:: Material to process ::
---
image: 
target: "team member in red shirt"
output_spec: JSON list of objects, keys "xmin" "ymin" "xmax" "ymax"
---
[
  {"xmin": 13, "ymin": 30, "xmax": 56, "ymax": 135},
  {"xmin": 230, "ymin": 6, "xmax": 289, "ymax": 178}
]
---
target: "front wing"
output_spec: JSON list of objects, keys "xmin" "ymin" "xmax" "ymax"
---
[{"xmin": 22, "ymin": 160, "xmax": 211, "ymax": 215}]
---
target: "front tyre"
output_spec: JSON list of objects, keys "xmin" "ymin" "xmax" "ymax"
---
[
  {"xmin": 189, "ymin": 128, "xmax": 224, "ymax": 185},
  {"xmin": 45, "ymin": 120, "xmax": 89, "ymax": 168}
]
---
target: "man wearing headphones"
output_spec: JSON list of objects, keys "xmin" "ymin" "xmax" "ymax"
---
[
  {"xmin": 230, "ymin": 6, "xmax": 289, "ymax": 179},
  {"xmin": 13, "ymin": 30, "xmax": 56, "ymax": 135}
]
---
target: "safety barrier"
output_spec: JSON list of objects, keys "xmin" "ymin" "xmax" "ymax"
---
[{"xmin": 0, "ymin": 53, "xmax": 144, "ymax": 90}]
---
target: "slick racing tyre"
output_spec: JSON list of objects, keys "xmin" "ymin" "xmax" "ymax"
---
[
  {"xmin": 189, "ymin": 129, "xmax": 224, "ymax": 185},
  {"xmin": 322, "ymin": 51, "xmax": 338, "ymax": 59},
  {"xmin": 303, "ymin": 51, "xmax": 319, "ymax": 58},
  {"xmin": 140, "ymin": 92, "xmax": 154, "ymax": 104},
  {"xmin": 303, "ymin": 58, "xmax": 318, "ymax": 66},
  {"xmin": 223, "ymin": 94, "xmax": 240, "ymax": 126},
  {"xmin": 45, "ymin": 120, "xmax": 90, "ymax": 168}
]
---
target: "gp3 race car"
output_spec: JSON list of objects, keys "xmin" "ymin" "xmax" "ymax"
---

...

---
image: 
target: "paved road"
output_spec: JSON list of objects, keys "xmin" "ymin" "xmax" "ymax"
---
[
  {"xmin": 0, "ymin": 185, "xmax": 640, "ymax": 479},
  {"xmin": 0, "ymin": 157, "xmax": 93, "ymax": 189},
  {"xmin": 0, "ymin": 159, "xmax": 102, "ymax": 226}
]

* * *

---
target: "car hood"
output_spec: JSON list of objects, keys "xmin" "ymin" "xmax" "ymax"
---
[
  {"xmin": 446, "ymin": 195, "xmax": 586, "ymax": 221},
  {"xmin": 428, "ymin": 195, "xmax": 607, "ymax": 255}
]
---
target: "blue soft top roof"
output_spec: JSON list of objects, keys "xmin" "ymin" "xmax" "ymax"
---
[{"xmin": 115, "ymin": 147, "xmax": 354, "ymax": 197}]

:: Problem to work on ::
Pull out every line in the rows that contains the word "tyre", matching case exactly.

:: Solution to this exercise ::
target: "front tyre"
target: "slick racing tyre"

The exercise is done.